What you will do |
- a) Duplicate the passage of the Medicaid report text starting at "A new report" and ending at "no other options.".
- b) Pick up the Medicaid report text after its last sentence and write a continuation.

Extracted text |
A new report says Governor Dannel Malloy's plan to save the state money by reducing the number of people on Medicaid will harm low-income families. 

As it stands parents with children on Medicaid are eligible for health coverage, too, provided their income is no higher than about $40,000 for a family of three. Malloy wants to reduce that, making the cutoff around $28,000. He also wants to reduce coverage for pregnant women. But he doesn't want them to be without insurance -- he simply wants them to now buy it through the exchange set up through the Affordable Care Act.

Mark Bergman, the governor's spokesman, says the state should be praised for having covered this population when there were no other options.

"Now there's an option, and we're in tough budget times in the state of Connecticut and certain things that...we could have afforded in years past we can't. And there's a place for these folks to go to get affordable coverage. They might have to pay a little more," Bergman said.

[Stored dataset items]
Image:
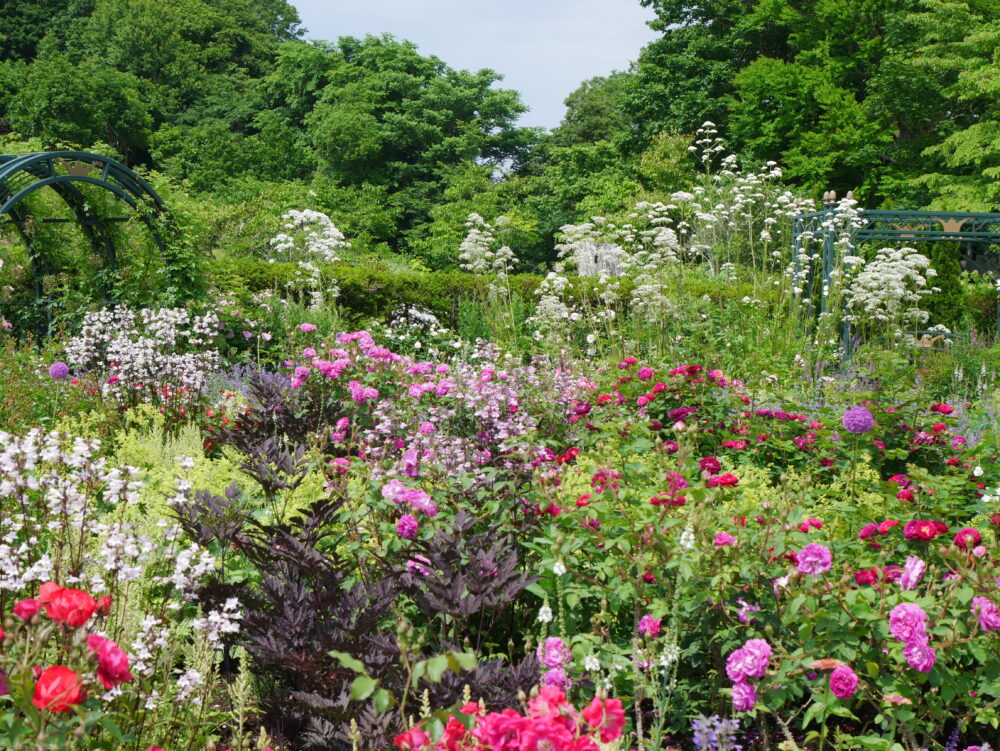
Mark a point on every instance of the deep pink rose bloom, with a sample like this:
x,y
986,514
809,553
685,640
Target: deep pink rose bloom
x,y
814,559
608,715
112,662
710,464
913,571
26,609
968,538
744,697
843,682
724,539
920,655
407,526
908,622
649,626
989,614
728,480
749,661
555,677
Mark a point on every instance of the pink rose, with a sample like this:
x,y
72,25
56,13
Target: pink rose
x,y
843,682
724,539
920,656
989,614
907,622
814,559
744,697
913,571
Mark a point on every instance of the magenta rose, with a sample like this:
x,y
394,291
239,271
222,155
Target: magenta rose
x,y
814,559
920,655
843,682
744,697
553,653
913,571
908,622
649,626
989,614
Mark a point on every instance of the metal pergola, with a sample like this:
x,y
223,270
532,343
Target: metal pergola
x,y
63,171
977,232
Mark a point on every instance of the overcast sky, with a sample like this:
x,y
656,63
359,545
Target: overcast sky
x,y
543,48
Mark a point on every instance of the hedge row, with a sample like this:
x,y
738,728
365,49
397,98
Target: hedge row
x,y
368,293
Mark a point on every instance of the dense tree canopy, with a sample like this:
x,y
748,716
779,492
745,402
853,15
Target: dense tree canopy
x,y
896,99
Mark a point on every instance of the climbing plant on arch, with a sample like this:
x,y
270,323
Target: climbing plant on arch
x,y
75,178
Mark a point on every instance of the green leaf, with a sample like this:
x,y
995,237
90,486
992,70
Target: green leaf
x,y
435,668
362,688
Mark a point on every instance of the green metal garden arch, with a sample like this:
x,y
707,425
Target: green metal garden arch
x,y
23,174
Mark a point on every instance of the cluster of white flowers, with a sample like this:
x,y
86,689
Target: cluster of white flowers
x,y
478,253
146,351
314,235
312,238
152,637
225,620
890,289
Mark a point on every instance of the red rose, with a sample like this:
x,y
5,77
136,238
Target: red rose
x,y
57,689
74,607
922,530
27,609
727,480
112,662
46,591
968,538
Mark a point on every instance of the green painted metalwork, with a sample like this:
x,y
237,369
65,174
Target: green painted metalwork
x,y
979,234
23,174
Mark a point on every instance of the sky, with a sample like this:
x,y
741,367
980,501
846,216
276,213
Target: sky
x,y
543,48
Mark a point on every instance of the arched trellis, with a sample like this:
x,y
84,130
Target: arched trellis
x,y
23,174
978,234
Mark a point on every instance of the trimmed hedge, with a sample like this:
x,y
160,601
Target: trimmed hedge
x,y
369,293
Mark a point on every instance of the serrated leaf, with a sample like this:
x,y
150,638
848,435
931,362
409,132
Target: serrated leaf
x,y
351,663
435,668
362,687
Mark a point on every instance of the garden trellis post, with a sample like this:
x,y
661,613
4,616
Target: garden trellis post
x,y
977,232
23,174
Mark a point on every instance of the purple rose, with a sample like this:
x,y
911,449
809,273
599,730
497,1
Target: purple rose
x,y
724,539
553,653
989,614
407,526
913,571
744,697
907,622
920,656
649,626
556,677
843,682
858,420
814,559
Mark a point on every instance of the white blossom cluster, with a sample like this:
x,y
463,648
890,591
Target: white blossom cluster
x,y
311,238
224,620
890,289
146,351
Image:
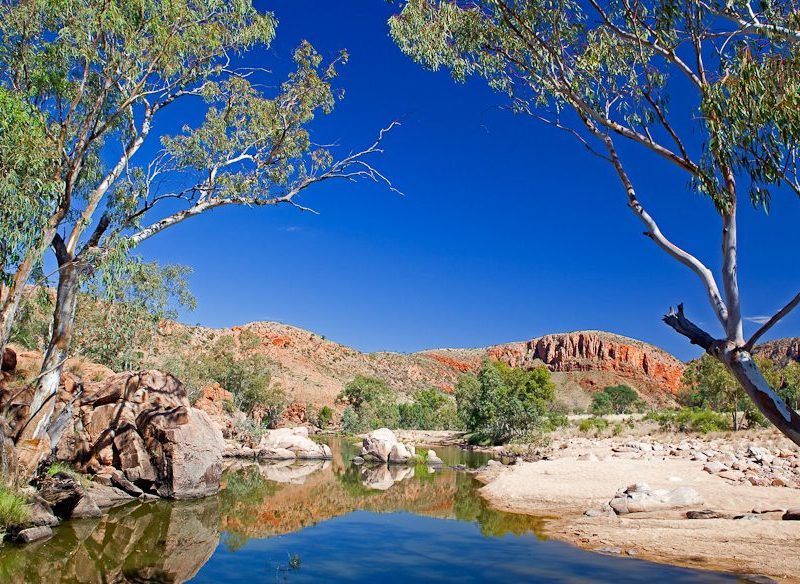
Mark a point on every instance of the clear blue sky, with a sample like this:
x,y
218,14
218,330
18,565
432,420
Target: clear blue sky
x,y
508,229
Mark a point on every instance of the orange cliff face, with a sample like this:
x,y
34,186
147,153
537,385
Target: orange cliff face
x,y
592,359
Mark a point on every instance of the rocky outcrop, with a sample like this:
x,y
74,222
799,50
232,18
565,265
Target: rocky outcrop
x,y
291,444
652,369
640,498
138,424
382,445
781,351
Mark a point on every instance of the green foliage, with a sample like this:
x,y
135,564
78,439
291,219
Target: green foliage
x,y
233,364
700,420
119,312
708,385
14,511
593,423
503,403
26,179
431,410
351,423
617,399
324,417
372,404
785,380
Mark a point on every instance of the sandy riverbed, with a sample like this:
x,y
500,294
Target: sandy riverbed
x,y
565,487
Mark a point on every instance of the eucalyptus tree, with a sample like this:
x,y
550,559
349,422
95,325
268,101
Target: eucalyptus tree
x,y
102,76
607,71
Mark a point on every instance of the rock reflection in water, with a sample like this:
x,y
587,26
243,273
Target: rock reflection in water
x,y
156,542
383,477
166,542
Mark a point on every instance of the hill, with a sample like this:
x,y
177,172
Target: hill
x,y
314,369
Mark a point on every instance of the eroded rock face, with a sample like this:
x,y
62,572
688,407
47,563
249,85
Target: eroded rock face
x,y
291,443
596,351
382,445
640,498
142,425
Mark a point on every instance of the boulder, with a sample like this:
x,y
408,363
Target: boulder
x,y
33,534
792,515
67,497
294,441
142,425
400,453
377,445
187,456
106,496
640,498
41,514
433,459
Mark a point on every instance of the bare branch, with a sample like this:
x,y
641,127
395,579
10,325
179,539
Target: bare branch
x,y
682,325
792,304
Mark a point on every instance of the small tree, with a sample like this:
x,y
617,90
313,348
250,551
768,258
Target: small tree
x,y
608,71
708,384
502,403
617,399
98,78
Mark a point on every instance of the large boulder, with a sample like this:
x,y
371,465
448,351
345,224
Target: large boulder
x,y
285,443
142,425
640,498
187,457
383,446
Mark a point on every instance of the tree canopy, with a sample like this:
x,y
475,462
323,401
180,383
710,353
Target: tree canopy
x,y
607,72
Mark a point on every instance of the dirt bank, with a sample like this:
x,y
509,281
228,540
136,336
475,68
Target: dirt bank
x,y
586,475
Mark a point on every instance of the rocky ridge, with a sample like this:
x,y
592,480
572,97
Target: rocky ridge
x,y
314,369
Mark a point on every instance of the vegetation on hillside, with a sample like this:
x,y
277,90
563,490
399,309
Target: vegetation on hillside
x,y
608,73
502,403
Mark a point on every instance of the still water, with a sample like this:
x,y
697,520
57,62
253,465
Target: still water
x,y
324,522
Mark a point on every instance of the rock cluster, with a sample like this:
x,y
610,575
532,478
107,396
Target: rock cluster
x,y
740,463
136,427
640,498
382,445
282,444
654,369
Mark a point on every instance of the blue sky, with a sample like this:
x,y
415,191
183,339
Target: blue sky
x,y
508,229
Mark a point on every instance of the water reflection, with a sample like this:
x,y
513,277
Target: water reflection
x,y
324,511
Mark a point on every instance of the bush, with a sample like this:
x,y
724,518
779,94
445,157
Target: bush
x,y
351,423
14,511
700,420
324,417
617,399
430,410
503,403
593,423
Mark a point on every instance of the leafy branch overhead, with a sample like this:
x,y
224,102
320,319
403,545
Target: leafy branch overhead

Responses in order |
- a)
A new report says Governor Dannel Malloy's plan to save the state money by reducing the number of people on Medicaid will harm low-income families. 

As it stands parents with children on Medicaid are eligible for health coverage, too, provided their income is no higher than about $40,000 for a family of three. Malloy wants to reduce that, making the cutoff around $28,000. He also wants to reduce coverage for pregnant women. But he doesn't want them to be without insurance -- he simply wants them to now buy it through the exchange set up through the Affordable Care Act.

Mark Bergman, the governor's spokesman, says the state should be praised for having covered this population when there were no other options.

- b)
In fact, costs could increase on average $1,900 for the 34,000 people affected. That's according to a report written by researchers at the University of Massachusetts and issued by the Connecticut Health Foundation. The report also estimates that between 7,000 and 10,000 people just won't get health insurance through the exchange because it will be too expensive or unmanageable.

Sharon Langer is an advocate with Connecticut Voices for Children. She says the governor's proposal is simply shifting the cost of the health insurance from the state budget to the those who can barely afford it.

"Connecticut has been in the forefront of expanding coverage to low income children and parents and pregnant women and this would be really a rollback, a setback in what we've been able to do," Langer said.

The governor's budget is before the state legislature.